Testo di partenza →
Gustav Horn: "dobbiamo spiegare all'opinione pubblica tedesca che l'italiano non è di per sé pigro"

Il grande economista tedesco Gustav Horn, direttore del prestigioso IMK, vicino ai sindacati e molto ascoltato dalla SPD, intervistato dalla radio pubblica Deutschlandfunk ci spiega perché la politica economica del governo italiano tutto sommato è ragionevole e perché nei paesi del nord è necessaria un'offensiva di comunicazione per far capire ai tedeschi che l'italiano di per sé non è necessariamente pigro. Da Deutschlandfunk




DLF: Herr Horn, prima di tutto i dati: niente crescita, pochi investimenti, sovvenzioni sbagliate - e questa è solo la versione breve. Manca qualcosa? 



Horn: sì, nell'economia italiana manca la crescita economica e la crescita dell'occupazione e soprattutto il dinamismo economico. Ed è già ampiamente risaputo. La domanda è la seguente: come è possibile venire fuori da questo dilemma anche tenendo conto dell'alto debito pubblico che l'Italia si porta sulle spalle? Con questo conflitto, certamente non se ne esce. 


DLF: se lei dovesse consigliare al governo italiano di fare qualcosa per creare una crescita sostenibile, cosa dovrebbe fare l'Italia? Perché è di questo che si tratta essenzialmente. 

Horn: beh, vorrei che si desse al paese una prospettiva più lunga. Non dobbiamo illuderci che entro uno o due anni sia possibile mettere a posto quanto richiesto dall'UE, e nemmeno farlo con degli obiettivi di disavanzo annuale. L'Italia soprattutto deve fare delle riforme strutturali, prima di tutto nel sistema giuridico, in modo da creare maggiore dinamismo economico. In secondo luogo, è necessario tornare ad aumentare gli investimenti pubblici al fine di dare all'economia italiana un nuovo slancio capace di generare crescita, e in questo processo di crescita, con le entrate fiscali, naturalmente, si dovrà fare in modo che il deficit torni a scendere. 

"È positivo che l'Italia abbia introdotto una sicurezza di base" (RdC)

DLF: queste tuttavia non sono le ricette di Bruxelles, o diciamo, queste non sono le ricette del governo italiano. Lì, per quanto io possa giudicare da qui, si spendono soldi che il paese non ha, soprattutto per finanziare i consumi. È stato completamente sbagliato aver introdotto una sicurezza sociale di base che fino ad ora non esisteva (RdC), oppure la si doveva comunque introdurre, lei come la vede? 

Horn: sì, bisogna valutare in maniera diversa quello che il governo italiano intende fare. Sicuramente la spesa è stata fatta principalmente per i consumi, ma ciò non è necessariamente sbagliato. Ad esempio, aver introdotto una sicurezza di base (RdC) è stata una scelta ragionevole. Anche in Grecia c’era un problema, dato che non esisteva ancora nulla di simile e la gente si rifugiava nella pensione, e ciò ha portato ad avere oneri pensionistici significativamente più alti. Nel complesso è positivo che l'Italia abbia deciso di introdurre una sicurezza di base. Si stabilizza la situazione di molte persone, e gli si mettono in mano dei soldi da spendere, e questo, a sua volta, avvantaggia l'economia italiana nel suo complesso. Tutto il resto, i sussidi o i tagli fiscali, penso che in realtà siano sbagliati o superflui. Su questo punto credo che il governo italiano dovrà cedere e la Commissione UE dovrà armarsi di molta piu' pazienza, soprattutto per quanto riguarda il deficit.

Istruzioni esercizio →
1. Per ciascuna affermazione rispondi sì o no in base all'intervista a Gustav Horn e riporta tra virgolette le parole dell'intervista che decidono la risposta: (a) Horn ritiene ragionevole l'introduzione della sicurezza di base; (b) secondo Horn l'Italia può sistemare quanto richiesto dall'UE in uno o due anni; (c) Horn giudica utili i sussidi e i tagli fiscali.
2. Filtra i record e copia ogni riga che contiene la parola "handle". Maiuscole e minuscole contano.
L'intervista e i record provengono da fonti diverse.

Dati mostrati →
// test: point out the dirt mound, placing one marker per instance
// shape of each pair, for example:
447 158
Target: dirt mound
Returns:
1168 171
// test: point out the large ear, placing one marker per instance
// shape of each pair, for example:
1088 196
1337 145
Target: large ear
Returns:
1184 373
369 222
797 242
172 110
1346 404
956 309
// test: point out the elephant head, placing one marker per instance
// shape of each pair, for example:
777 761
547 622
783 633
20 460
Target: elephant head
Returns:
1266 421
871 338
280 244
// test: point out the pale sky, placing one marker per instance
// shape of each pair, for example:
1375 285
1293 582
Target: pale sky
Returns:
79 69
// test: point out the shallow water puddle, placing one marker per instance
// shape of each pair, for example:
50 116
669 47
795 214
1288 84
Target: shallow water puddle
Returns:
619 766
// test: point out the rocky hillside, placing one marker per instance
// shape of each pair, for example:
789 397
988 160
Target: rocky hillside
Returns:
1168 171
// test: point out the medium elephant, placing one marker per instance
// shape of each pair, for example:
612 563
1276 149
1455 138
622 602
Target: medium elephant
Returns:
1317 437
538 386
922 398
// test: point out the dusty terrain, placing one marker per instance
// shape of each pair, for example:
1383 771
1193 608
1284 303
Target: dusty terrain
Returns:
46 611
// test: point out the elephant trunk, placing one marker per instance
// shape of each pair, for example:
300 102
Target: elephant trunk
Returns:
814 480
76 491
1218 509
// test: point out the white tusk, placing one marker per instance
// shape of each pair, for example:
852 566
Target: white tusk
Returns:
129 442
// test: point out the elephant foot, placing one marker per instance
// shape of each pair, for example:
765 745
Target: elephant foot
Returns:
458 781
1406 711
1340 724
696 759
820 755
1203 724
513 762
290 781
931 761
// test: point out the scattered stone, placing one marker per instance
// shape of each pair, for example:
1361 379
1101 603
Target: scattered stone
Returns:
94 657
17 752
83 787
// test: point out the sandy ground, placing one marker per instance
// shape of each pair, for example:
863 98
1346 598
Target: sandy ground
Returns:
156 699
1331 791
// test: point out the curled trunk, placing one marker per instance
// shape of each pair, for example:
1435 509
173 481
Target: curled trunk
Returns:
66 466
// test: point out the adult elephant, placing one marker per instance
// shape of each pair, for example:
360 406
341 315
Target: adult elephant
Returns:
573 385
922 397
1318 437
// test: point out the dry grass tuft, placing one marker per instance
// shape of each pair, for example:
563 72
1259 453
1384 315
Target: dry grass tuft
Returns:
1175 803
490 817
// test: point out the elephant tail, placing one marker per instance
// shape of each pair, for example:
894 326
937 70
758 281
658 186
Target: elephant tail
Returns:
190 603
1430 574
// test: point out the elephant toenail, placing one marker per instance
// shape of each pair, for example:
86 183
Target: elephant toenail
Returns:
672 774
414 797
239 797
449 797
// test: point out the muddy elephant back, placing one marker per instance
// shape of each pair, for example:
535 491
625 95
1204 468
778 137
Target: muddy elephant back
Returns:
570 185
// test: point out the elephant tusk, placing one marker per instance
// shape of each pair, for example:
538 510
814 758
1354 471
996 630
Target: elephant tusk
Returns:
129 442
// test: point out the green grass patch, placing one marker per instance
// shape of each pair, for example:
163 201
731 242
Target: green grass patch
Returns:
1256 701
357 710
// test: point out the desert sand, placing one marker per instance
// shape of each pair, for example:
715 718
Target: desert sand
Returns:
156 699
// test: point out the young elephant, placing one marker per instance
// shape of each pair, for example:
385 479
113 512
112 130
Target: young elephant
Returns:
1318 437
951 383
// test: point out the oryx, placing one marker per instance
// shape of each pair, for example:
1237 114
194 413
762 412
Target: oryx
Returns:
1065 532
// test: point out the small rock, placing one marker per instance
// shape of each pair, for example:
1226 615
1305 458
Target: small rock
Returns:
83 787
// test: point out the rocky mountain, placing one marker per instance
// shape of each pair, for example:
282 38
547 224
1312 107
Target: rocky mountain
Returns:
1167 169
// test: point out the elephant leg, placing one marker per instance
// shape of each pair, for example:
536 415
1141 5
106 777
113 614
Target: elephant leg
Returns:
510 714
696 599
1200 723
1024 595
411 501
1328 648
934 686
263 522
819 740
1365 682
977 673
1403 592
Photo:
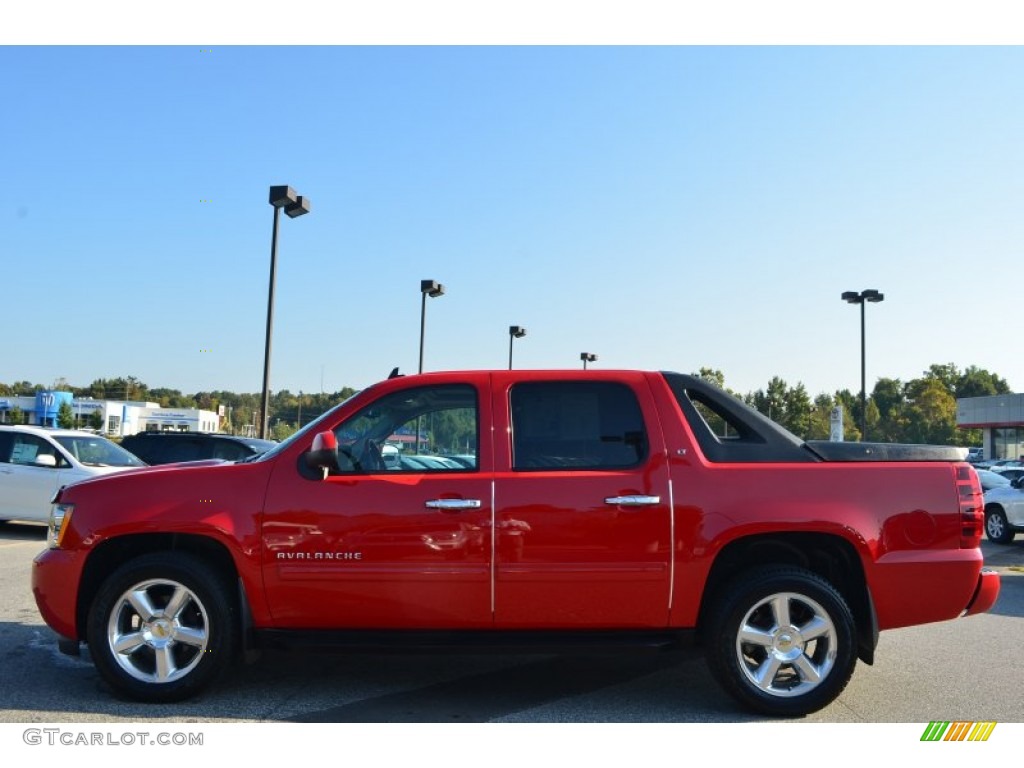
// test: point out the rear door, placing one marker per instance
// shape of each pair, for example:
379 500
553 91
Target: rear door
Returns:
583 524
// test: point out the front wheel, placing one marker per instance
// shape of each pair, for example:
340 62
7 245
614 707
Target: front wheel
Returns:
781 641
996 526
162 628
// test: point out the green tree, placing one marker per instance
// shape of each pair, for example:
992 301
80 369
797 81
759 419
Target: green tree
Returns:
66 417
977 382
932 414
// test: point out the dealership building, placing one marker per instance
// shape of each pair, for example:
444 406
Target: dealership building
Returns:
120 418
1000 417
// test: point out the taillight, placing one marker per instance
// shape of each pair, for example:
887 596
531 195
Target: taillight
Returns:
972 505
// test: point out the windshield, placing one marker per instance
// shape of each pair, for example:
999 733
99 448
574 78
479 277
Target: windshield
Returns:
310 429
97 452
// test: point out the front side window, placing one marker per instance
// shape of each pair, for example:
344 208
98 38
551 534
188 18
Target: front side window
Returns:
414 430
576 425
27 449
97 452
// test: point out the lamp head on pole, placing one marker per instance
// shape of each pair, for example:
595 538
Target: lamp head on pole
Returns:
431 288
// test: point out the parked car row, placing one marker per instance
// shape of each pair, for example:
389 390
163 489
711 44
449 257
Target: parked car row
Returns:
35 462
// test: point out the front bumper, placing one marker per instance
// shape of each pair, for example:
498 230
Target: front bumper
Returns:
55 578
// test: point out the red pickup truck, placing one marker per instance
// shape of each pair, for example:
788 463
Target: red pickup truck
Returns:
536 509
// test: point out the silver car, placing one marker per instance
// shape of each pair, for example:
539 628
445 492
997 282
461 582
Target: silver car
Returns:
1005 512
35 462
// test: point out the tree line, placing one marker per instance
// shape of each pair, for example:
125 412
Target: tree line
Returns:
922 410
288 411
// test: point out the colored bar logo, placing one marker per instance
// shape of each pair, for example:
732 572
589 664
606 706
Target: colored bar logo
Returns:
957 731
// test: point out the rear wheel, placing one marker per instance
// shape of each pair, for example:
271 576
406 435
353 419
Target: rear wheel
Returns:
781 641
996 526
162 628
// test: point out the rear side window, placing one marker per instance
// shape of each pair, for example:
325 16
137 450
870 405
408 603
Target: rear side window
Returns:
576 425
229 451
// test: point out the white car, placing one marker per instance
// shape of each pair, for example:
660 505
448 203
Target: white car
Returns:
1005 512
35 462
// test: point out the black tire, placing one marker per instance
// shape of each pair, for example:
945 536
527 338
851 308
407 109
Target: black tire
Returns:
997 526
781 640
175 650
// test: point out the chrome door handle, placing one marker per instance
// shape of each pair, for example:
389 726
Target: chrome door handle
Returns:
633 501
450 505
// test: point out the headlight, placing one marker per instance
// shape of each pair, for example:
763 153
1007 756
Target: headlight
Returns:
59 517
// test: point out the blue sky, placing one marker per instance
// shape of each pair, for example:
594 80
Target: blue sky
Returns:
662 207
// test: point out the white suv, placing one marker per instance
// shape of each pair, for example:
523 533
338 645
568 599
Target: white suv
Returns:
35 462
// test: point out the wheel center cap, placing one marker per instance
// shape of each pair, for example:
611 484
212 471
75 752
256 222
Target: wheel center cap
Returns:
161 629
787 643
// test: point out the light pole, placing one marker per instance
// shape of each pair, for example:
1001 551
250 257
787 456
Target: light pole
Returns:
433 289
852 297
294 205
515 332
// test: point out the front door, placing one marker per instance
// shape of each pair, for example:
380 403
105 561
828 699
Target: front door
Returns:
399 536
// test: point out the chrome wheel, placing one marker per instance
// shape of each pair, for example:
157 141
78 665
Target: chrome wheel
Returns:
780 639
158 631
996 526
163 626
786 644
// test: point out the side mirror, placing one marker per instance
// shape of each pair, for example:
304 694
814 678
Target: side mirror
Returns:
324 454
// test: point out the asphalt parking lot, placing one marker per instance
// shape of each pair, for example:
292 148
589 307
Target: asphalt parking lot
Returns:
961 670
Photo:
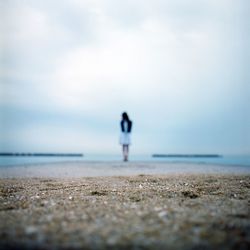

Risultati per compito →
1.
(a) Sì: «aver introdotto una sicurezza di base (RdC) è stata una scelta ragionevole».
(b) No: «Non dobbiamo illuderci che entro uno o due anni sia possibile mettere a posto quanto richiesto dall'UE».
(c) No: «Tutto il resto, i sussidi o i tagli fiscali, penso che in realtà siano sbagliati o superflui».

2.
// test: point out the chrome door handle, placing one marker per instance
Target: chrome door handle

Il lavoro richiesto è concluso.